■ **WHAT THE TASK ASKS**
In the passage about the coal shipped on the ‘Whitehead,’ list each point the defenders raised or relied on.

■ **PROVIDED PASSAGE**
⁂

The ‘Whitehead,’ which belonged to the Ulster Steam Shipping Company, had been chartered by Messrs Dymock to take the coal to Copenhagen.
While the coal was in course of being loaded, the master signed bills of lading, blank as to the quantity of coal, in name of Messrs Dymock as shippers, and delivered them to Messrs Dymock.
These are, I think, all the material circumstances requiring to be kept in view in determining whether or not the coal was in transitu when it was stopped.
I am of opinion that the rule of law which I have already stated applies to this case, and that the coal was in transitu when it was stopped.
The contract between the pursuers and Messrs Dymock makes it clear that the loading of the coal at Burntisland was with the view to a further transit, because Messrs Dymock were taken bound to send it abroad. When therefore the pursuers put the coal into the ship, they delivered it to the master, not as the agent of Messrs Dymock to hold for them, but as a carrier who was to carry it to its ultimate destination.
The defenders laid great stress upon the fact that the ultimate destination was not disclosed in the contract between the vendors and vendee. I do not think that that makes any difference, it being part of the contract that the coals, after being put on board by the vendor, were to be taken abroad. The case of the Rosevear China Clay Company, L.R., 11 Chan. Div. 560, is a direct authority upon the point, because the very argument now urged by the defenders was there rejected. Apart from authority, I should have come to the same conclusion, because I cannot see any difference in principle between a contract that the vendors are to put goods on board ship for the purpose of being conveyed to a certain definite place, and a contract that the vendee shall be bound, when the vendor has put the goods on board ship, to send them out of the country. In both cases the contract makes it clear that the goods are put on board ship merely in course of their transit to their destination.
The defenders also argued that the fact that the bill of lading was in name of Messrs Dymock as shippers was sufficient to put an end to the transitus in a question with the pursuers. I know of no authority for that proposition. The Messrs Dymock were the shippers in relation to their consignees in Copenhagen, and they were the parties who had chartered the ship. It therefore appears to me that they were entitled to have the bills of lading made out in their name, and I do not see how that affects the cardinal fact that the contract between vendor and vendee made it clear that the coals came into the master's possession as a carrier who was to take them to their destination abroad.
The defenders also relied upon the Scotch case of Morton v. Abercromby, 20 D. 362, which no doubt at first sight appears to be in their favour. When the case is examined, however, it seems to me to differ in essential particulars from the present case, and not to be inconsistent with the rule of law which I have held to be applicable here.

⁂

■ **RAW RECORDS**

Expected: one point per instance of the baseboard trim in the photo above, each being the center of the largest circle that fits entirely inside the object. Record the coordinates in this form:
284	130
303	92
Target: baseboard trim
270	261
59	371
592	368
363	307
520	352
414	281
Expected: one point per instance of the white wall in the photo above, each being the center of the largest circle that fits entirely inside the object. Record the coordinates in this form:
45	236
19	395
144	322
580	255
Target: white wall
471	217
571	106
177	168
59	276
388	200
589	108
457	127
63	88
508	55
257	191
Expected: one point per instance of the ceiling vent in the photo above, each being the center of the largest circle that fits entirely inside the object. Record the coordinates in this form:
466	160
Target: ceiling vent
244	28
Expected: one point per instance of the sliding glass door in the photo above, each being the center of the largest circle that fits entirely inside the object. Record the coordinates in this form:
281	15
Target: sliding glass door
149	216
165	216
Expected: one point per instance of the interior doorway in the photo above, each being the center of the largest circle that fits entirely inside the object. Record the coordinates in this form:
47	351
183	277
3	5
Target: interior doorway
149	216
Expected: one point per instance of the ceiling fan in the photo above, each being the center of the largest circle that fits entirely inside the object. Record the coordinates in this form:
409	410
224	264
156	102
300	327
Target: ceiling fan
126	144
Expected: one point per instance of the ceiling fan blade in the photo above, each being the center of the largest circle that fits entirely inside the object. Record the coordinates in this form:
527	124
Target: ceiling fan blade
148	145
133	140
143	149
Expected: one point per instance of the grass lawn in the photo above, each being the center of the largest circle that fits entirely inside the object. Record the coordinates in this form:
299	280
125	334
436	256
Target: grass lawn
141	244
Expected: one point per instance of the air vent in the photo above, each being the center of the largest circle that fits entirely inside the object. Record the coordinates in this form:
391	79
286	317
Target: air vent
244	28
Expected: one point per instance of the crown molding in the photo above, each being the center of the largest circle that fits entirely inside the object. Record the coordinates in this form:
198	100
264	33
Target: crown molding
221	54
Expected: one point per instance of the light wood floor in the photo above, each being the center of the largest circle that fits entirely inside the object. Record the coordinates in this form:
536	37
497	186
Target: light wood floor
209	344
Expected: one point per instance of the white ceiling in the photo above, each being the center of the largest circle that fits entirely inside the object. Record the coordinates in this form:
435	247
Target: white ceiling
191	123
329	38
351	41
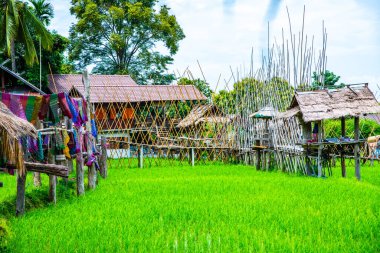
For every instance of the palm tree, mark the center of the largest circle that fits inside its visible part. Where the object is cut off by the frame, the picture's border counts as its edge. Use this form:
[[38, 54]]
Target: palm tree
[[43, 10], [17, 21]]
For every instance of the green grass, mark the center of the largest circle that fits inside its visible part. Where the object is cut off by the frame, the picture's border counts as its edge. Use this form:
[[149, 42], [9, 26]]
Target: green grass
[[224, 208]]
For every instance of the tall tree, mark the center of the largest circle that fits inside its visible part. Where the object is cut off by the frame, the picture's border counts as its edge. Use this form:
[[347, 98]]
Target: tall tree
[[123, 37], [18, 23], [43, 10], [327, 80]]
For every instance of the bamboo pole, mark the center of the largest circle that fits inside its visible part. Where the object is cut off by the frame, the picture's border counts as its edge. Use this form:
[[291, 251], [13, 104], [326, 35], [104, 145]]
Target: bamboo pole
[[357, 149], [91, 168]]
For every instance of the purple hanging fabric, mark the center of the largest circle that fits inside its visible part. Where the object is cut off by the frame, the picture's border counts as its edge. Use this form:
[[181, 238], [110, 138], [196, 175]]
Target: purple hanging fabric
[[6, 99], [16, 106]]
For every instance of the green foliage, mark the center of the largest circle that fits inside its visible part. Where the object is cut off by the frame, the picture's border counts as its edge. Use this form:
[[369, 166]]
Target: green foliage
[[18, 24], [43, 10], [52, 62], [326, 80], [122, 37], [254, 91], [213, 208], [367, 128], [5, 233], [201, 85], [178, 110]]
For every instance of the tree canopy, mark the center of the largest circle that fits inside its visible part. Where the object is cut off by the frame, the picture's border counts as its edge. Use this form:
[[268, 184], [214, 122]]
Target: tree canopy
[[124, 37], [326, 80], [18, 25]]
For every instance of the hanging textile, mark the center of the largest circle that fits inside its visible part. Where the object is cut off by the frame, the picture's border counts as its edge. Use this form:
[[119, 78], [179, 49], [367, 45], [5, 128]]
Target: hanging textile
[[72, 144], [54, 107], [64, 105], [30, 107], [44, 107], [37, 107], [72, 109], [94, 130], [16, 106], [66, 140], [6, 99]]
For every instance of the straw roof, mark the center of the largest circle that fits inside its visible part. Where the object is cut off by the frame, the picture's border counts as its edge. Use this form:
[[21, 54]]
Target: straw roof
[[122, 88], [334, 104], [215, 120], [197, 113], [267, 112], [13, 125]]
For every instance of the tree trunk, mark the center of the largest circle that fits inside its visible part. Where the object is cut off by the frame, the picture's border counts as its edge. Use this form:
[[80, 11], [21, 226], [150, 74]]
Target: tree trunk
[[13, 56]]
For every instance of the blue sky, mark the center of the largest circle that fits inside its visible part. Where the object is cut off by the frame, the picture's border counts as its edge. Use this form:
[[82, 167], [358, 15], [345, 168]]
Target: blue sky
[[222, 33]]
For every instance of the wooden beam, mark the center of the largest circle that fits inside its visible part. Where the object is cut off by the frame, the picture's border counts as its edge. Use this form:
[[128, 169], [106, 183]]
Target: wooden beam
[[141, 156], [52, 182], [357, 149], [103, 158], [91, 169], [79, 165], [342, 159], [20, 199]]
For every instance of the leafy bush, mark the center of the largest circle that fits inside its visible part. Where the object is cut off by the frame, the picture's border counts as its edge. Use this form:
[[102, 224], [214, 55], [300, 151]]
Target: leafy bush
[[367, 128], [5, 234]]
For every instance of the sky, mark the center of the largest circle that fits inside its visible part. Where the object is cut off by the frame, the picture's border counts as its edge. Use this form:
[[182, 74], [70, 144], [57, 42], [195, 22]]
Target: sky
[[221, 34]]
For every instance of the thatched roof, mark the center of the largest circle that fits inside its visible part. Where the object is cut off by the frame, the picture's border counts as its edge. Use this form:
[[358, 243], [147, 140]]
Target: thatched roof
[[267, 112], [13, 125], [213, 119], [199, 114], [324, 104]]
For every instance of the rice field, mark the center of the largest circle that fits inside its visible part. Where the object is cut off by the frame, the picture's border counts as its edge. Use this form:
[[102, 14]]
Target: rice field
[[213, 208]]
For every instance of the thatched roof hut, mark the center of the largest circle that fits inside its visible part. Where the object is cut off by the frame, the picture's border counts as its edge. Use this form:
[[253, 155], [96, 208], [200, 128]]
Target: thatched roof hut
[[203, 114], [324, 104], [11, 129], [267, 112]]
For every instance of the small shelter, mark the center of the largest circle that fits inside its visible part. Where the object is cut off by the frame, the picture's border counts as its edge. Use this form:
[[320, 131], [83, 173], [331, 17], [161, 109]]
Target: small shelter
[[262, 135], [313, 107], [12, 128]]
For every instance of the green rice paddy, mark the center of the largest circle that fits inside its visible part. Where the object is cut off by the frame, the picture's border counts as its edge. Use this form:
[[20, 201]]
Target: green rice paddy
[[208, 208]]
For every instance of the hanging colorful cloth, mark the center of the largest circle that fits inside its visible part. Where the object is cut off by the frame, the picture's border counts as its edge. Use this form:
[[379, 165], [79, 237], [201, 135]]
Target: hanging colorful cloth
[[16, 107], [44, 107], [66, 140], [94, 130], [73, 142], [6, 99], [74, 112], [30, 107], [37, 108], [40, 154], [63, 105], [54, 107], [85, 119]]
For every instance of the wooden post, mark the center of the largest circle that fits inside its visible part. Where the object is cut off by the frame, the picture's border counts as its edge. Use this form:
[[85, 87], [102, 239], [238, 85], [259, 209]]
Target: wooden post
[[20, 200], [342, 159], [306, 130], [258, 154], [192, 157], [356, 149], [52, 182], [141, 156], [91, 169], [103, 159], [69, 126], [320, 148], [79, 165], [37, 175]]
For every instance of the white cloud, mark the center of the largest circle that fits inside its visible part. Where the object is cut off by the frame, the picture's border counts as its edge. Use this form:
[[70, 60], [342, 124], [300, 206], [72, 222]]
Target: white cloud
[[220, 40]]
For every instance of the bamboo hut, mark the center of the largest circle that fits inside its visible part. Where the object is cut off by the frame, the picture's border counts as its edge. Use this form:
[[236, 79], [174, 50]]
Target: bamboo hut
[[311, 108], [12, 128]]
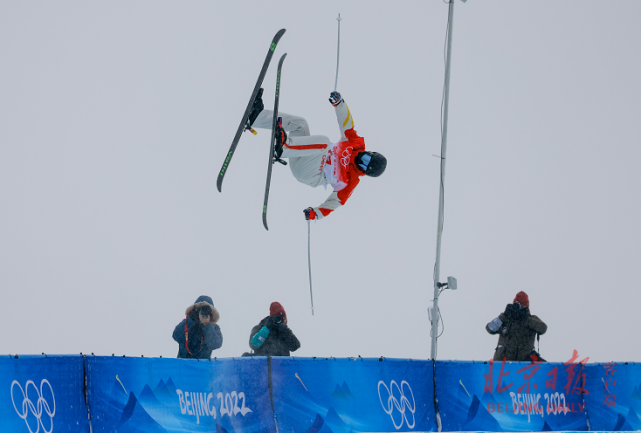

⁂

■ **REPLY**
- The ultimate destination of the coal was not disclosed in the contract between the vendors and the vendee.
- The bill of lading was in the name of Messrs Dymock as shippers, which they argued was sufficient to end the transitus in a question with the pursuers.
- The Scotch case of Morton v. Abercromby, 20 D. 362.